▸ **Text**
The enactment was designed to circumscribe and limit his power, lest he should abuse it to the injury of the country. It was effective; and when it arrested the execution of his policy, regardless alike of his oath and the wishes of the nation, he defiantly violated the law to remove the man who was a trammel upon his will.

The evidence demonstrates a purpose to get possession of the Department of War, and disproves the pretense that he was seeking a judicial decision upon the constitutionality of the law.

Finally, was Mr. Stanton's removal a violation of the act entitled "An act regulating the tenure of certain civil offices."

The purpose of the law was to hold in office men whom the policy of Mr. Johnson threatened to remove. It is both claimed and denied that the Secretary of War who held a commission under President Lincoln is protected by the law. The true construction must be drawn from the letter of the statute itself, and not from any conflicting opinions expressed in debate at the time of its passage.

The first section of the act reads as follows: "That every person holding any civil office to which he has been appointed by and with the advice and consent of the Senate, and every person who shall hereafter be appointed to any such office, and shall become duly qualified to act therein, is, and shall be, entitled to hold such office until a successor shall have been in like manner appointed and duly qualified, except as herein otherwise provided: Provided, That the Secretaries of State, of the Treasury, of War, of the Navy, and of the Interior, the Postmaster General, and the Attorney General, shall hold their offices respectively for and during the term of the President by whom they may have been appointed, and for one month thereafter, subject to removal by and with the advice and consent of the Senate."

▸ **Provided records**
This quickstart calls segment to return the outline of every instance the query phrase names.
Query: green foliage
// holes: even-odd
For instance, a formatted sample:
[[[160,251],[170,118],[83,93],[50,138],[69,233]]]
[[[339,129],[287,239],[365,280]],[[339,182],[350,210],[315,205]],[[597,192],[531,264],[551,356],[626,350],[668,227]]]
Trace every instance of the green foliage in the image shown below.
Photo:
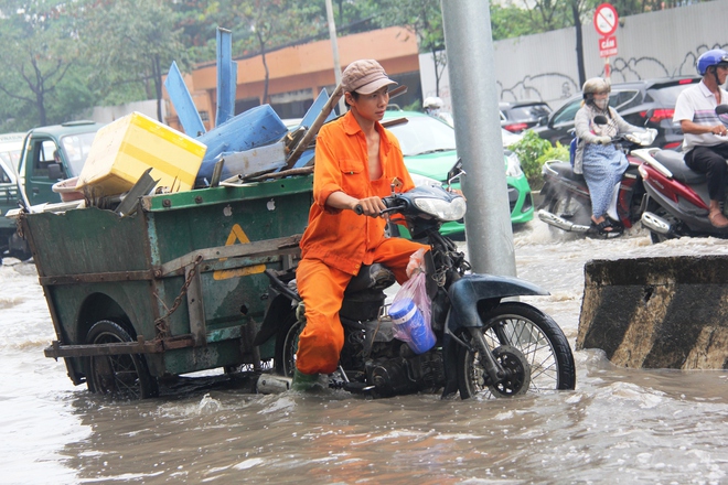
[[[534,191],[540,190],[544,185],[540,168],[547,160],[569,160],[568,148],[560,143],[552,147],[548,140],[540,138],[534,130],[526,130],[523,138],[508,148],[518,155],[523,173]]]

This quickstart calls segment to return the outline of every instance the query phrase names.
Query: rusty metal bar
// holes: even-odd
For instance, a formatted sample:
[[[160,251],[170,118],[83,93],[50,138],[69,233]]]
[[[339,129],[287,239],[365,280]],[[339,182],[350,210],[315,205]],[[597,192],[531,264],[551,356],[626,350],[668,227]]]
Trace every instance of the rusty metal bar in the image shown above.
[[[116,281],[143,281],[151,280],[154,274],[150,270],[141,271],[113,271],[103,273],[79,273],[57,277],[40,277],[42,285],[49,284],[74,284],[74,283],[108,283]]]
[[[190,279],[190,273],[193,272]],[[207,325],[205,321],[205,306],[202,299],[202,280],[196,265],[190,265],[184,270],[184,276],[190,281],[188,288],[188,312],[190,314],[190,332],[194,337],[195,346],[207,345]]]
[[[95,355],[125,355],[125,354],[161,354],[173,348],[185,348],[194,345],[192,335],[178,335],[161,341],[144,341],[139,337],[137,342],[117,342],[113,344],[64,345],[53,341],[43,353],[46,357],[90,357]]]

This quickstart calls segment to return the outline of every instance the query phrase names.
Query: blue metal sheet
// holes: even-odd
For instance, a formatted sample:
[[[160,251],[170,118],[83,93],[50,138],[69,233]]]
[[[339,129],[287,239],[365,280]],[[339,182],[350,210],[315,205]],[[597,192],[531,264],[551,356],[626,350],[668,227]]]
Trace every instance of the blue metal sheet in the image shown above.
[[[313,101],[313,105],[309,108],[309,110],[306,112],[306,116],[301,120],[301,126],[310,128],[311,125],[313,125],[313,121],[319,117],[319,114],[321,112],[321,109],[323,109],[323,106],[326,104],[329,100],[329,94],[326,93],[325,89],[321,89],[321,93],[319,93],[319,96],[315,98],[315,101]],[[329,116],[326,117],[326,121],[331,121],[336,117],[335,110],[331,110]],[[295,169],[300,169],[301,166],[306,166],[309,164],[309,162],[313,159],[313,150],[307,150],[303,153],[301,153],[301,157],[296,161],[296,164],[293,164]]]
[[[194,106],[192,96],[190,96],[190,91],[184,84],[184,79],[175,62],[172,62],[170,72],[164,80],[164,87],[170,95],[172,105],[174,105],[176,115],[180,117],[180,123],[184,132],[191,137],[199,137],[204,133],[206,131],[205,126],[202,123],[197,108]]]
[[[235,79],[234,79],[235,77]],[[235,114],[235,83],[233,75],[233,34],[217,28],[217,114],[215,126],[221,126]]]
[[[270,105],[248,109],[210,130],[197,139],[207,146],[207,151],[197,172],[195,185],[207,185],[204,179],[212,179],[215,163],[223,152],[239,152],[269,144],[280,140],[287,132],[286,125]]]

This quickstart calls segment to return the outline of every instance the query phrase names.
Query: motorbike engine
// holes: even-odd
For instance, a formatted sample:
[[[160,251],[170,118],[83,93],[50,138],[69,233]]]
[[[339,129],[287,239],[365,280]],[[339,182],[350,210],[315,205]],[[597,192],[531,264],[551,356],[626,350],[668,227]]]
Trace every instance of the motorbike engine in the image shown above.
[[[428,352],[411,358],[377,358],[367,360],[367,382],[382,397],[417,391],[433,391],[445,385],[442,355]]]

▸ **Work instructions**
**1.** Return the part of the text on Stanton's removal starting at "The enactment was" and ending at "upon his will.".
**2.** For each statement, say yes or no according to the text on Stanton's removal and quote the words that decide it: (a) The text holds that the law's true construction should come from opinions expressed in debate when it passed. (b) Under the act's proviso, the listed Secretaries hold office during the term of the President who appointed them and for one month after. (c) The text says the evidence shows he was seeking a judicial decision on the law's constitutionality.
**3.** Extend the text on Stanton's removal from the point where it stops.
The data was drawn from a separate source.

▸ **Results of the tasks**
**1.**
The enactment was designed to circumscribe and limit his power, lest he should abuse it to the injury of the country. It was effective; and when it arrested the execution of his policy, regardless alike of his oath and the wishes of the nation, he defiantly violated the law to remove the man who was a trammel upon his will.

**2.**
(a) No: "The true construction must be drawn from the letter of the statute itself, and not from any conflicting opinions expressed in debate at the time of its passage."
(b) Yes: "shall hold their offices respectively for and during the term of the President by whom they may have been appointed, and for one month thereafter"
(c) No: "disproves the pretense that he was seeking a judicial decision upon the constitutionality of the law."

**3.**
It will be observed that the body of the section includes all persons who have been or who shall be appointed to civil office by and with the advice and consent of the Senate, "except as herein otherwise provided."

This last clause which I have quoted was in the bill before the committee of conference, who added the proviso, was appointed, and undoubtedly refers to officers mentioned in the fourth section whose term is limited by law. The Secretaries were not of this number, and the effect of the proviso which was added by the conferees was simply to limit their time to the term of the President under whom they

serve and one month thereafter.

The meaning of the section clearly is that every civil officer who has been confirmed by the Senate shall hold his office until the Senate shall confirm a successor, but provides that such officers as hold a term limited by law

shall lose their office by the expiration of their term without the action of the Senate. The only effect of the proviso is to bring the heads of Departments into this last class of officers whose terms are limited by law. The intent and effect of the law is to take the removal of every officer confirmed by the Senate out of the pleasure of the President; and it is a perversion of language to say that the proviso places the tenure of the Secretary of War, or of any other Secretary, at the option of the President. They are all removable by the confirmation of a successor or by the expiration of their term.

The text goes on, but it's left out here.